Copy the data below exactly, omitting any picture it contains.

(Dataset entries)
────

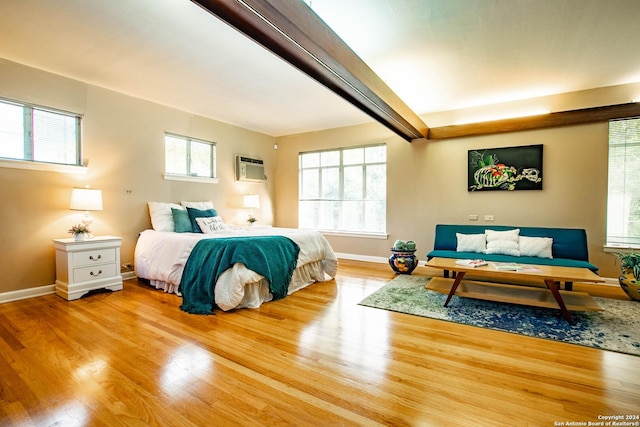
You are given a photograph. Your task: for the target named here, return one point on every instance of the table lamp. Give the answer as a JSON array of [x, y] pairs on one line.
[[86, 199]]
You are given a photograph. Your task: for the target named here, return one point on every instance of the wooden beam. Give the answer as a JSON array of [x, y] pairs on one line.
[[562, 118], [291, 30]]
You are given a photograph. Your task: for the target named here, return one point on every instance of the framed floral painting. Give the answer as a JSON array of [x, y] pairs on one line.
[[505, 169]]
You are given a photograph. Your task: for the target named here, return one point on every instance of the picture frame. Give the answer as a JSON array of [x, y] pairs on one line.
[[505, 169]]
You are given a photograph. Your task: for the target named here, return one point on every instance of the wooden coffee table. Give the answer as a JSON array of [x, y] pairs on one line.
[[518, 294]]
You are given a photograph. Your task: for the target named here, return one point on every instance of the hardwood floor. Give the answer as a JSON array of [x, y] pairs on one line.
[[315, 358]]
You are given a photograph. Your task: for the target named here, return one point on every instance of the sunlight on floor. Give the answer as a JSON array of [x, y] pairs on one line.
[[352, 336]]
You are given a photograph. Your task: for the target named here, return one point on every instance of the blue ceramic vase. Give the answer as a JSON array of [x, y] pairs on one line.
[[403, 262]]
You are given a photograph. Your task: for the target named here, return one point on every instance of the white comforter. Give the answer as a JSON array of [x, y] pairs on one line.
[[161, 256]]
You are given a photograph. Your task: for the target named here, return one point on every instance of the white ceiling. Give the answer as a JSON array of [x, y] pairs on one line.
[[435, 54]]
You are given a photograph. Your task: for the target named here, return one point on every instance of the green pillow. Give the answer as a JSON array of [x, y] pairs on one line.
[[181, 220], [199, 213]]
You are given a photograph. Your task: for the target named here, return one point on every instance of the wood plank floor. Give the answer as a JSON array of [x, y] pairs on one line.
[[315, 358]]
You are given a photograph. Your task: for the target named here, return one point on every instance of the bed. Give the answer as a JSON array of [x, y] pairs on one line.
[[161, 256]]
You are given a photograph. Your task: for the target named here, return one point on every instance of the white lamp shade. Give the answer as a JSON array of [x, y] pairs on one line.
[[251, 201], [86, 199]]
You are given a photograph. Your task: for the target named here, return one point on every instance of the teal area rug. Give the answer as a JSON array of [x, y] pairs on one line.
[[617, 328]]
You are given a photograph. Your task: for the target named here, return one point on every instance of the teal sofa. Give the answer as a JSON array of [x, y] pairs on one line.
[[569, 247]]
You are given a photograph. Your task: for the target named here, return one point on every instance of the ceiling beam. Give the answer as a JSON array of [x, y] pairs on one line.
[[292, 30], [561, 118]]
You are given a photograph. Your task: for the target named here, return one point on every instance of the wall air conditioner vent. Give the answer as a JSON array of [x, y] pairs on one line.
[[249, 170]]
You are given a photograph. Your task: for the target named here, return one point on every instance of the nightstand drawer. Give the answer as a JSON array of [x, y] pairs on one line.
[[96, 256], [94, 272]]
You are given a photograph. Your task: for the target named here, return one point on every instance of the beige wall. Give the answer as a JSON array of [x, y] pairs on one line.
[[123, 140], [123, 146], [427, 181]]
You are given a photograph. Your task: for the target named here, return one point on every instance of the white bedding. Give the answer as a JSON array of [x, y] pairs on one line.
[[160, 257]]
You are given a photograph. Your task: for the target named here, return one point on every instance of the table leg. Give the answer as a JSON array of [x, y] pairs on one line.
[[456, 282], [553, 287]]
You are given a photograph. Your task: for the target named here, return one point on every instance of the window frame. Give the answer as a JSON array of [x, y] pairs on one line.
[[27, 161], [382, 234], [188, 176], [619, 176]]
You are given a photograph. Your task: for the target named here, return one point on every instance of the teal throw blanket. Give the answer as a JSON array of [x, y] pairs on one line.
[[274, 257]]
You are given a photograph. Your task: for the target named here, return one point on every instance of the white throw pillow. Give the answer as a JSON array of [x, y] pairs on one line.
[[211, 224], [471, 242], [161, 216], [536, 246], [503, 247], [493, 235], [503, 242], [208, 204]]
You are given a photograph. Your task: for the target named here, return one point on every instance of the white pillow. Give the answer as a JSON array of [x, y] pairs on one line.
[[493, 235], [536, 246], [470, 242], [504, 247], [211, 224], [503, 242], [161, 217], [198, 205]]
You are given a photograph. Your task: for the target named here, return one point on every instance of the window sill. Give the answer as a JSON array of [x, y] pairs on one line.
[[40, 166], [191, 179], [621, 248], [358, 234]]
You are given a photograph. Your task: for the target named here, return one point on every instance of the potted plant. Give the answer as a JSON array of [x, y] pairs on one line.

────

> **TASK RESULT**
You are given a photograph. Your task: for the target named here, return one point on every instance of the table lamp. Give the answer as a JSON array of [x, y] pairs on one line.
[[86, 199]]
You are given a photograph. Your task: for the target named here, return one point on every instance of the wooden beam. Give the answer as a JSON array of [x, y] pairs on one line.
[[562, 118], [291, 30]]
You are given a photograph. Your task: for the target named here, return one point on every instance of the framed floral painting. Give the answer as a JSON array of [x, y] pairs on one line.
[[505, 169]]
You are given a photograph. Your task: for the target named here, return one point on every instance of the picture frame. Give the answer as a JSON array of [x, y] pairs on one line.
[[505, 169]]
You are given a photograph. Your task: for the target named here, return one point on every instance of the wooden coffee table. Give the answer as a JSON array of [x, y] pairs on one line.
[[518, 294]]
You are given a photograph. Your task: for the target named here, return one point on every instance of the hardwood floor. Give the answer as a JSON array of [x, y] pairs on one line.
[[315, 358]]
You are given a photograph. Your task: for the target named here, return one point on every instance of the sunlight on floor. Give the answer as a JSON array of [x, y] pairs on one line.
[[352, 336]]
You are given a photograph. Your task: for the target named here, return one point on every instance of the blue ceramic vase. Give the answer as a JSON array of [x, y] pairs on one line.
[[403, 262]]
You are given a photograph. Your task: for the target named here, return one point on every instance of the white comforter. Give the answer as a JSON array of [x, y] pairs on one line.
[[161, 256]]
You are given a photograph. Your task: for the target named here, return one point on every instance of the white ceiling. Give the answer as a JSON array of [x, y] pairs on one line.
[[435, 54]]
You are given a photograph. Your task: for the target named here, return one point on every instance of the green pillow. Give the answer as a JSON array of [x, y] pairs on one line.
[[181, 220], [199, 213]]
You are given a photograph. Your task: for the target named here, return one point on every instance of the wood plank floor. Give the answer as a JSON array of [x, y] pairs on one line.
[[315, 358]]
You are given a photograph. Your task: for the target named here, return one point on every instance of the bed. Give the answer as a JSON array of [x, y] pairs on one line.
[[161, 256]]
You are given a photograph. Your task: for the target named here, return one point on every instance of the white lamp shade. Give the answer as a JSON array of [x, y] pairs on one line.
[[251, 201], [86, 199]]
You are given a photograph. Your task: for the target named here, return one point on every instance of the teal area rug. Give the answer as a JSON array of [x, y] pairs on one line.
[[617, 328]]
You are given a photograph. Your task: for the target named here, return one point on every instance of the teal sofa. Give the answer as a JSON array of [x, y] pairs on one line.
[[569, 247]]
You are given a photograph. Your task: for the target named here, return one point on every instance of the ceiling beam. Give the answer as a JSON array of [x, y] pairs on one line.
[[292, 30], [561, 118]]
You are given a photograph. Your task: for the target named here, return one point on every instance of the wall air conditioner vent. Give the answer as a JSON array of [x, y] pairs on one line.
[[249, 170]]
You are given a photograph. Your task: for the target named here, return one point on every instance of the nightstand drawer. Give the answer as a JSON array of [x, y] pairs on one line.
[[96, 256], [94, 272]]
You are given a photograph. Your task: for the target named here, return one point on every instance of the beige wall. Give the answer as a JSON array of [x, y] pairs on one line.
[[123, 140], [123, 146], [427, 181]]
You are given a photograph. Your task: for the target named here, return one point on every instance of the white bedding. Give the answer as a JSON array of [x, y] pairs on one line.
[[160, 257]]
You are given a photograph. Your task: for the target named here, return one point on every instance of the table leg. Give the answer as a JSON array of [x, y] pairs on one line.
[[456, 282], [553, 287]]
You are given a photograph. Your task: for the target named here, return one point on every instance of the window frame. Give the answer as a JSON array of [x, y] pairs on one line.
[[27, 161], [382, 234], [188, 176], [619, 176]]
You are given a photograph. Your task: for the target named here, return one point on every instance of the teal throw blanket. Give the answer as a JSON array of [x, y] pairs on one line.
[[274, 257]]
You are given a photograph. Your task: for the target named here, return one point on every instance of the white throw pillow. Give the answer as a JSON array of [x, y] pairs on one line.
[[211, 224], [471, 242], [161, 216], [536, 246], [503, 247], [493, 235], [503, 242], [208, 204]]
You are given a photograph. Your task: for the target named here, return one point on every instance of the white pillow. Give the answer as a JSON array of [x, y] pairs on one line.
[[493, 235], [536, 246], [470, 242], [504, 247], [211, 224], [503, 242], [161, 217], [198, 205]]
You are given a photograph. Your task: for the target named here, return one point on every instance of the window sill. Give the answer as a JSON array of [x, y] pairs on one line.
[[40, 166], [191, 179], [621, 248], [358, 234]]
You are given a photograph. Your task: for the target named here, return one point on every instance of the potted plant. Give the answer as a JSON array of [x, y] pairs on one line.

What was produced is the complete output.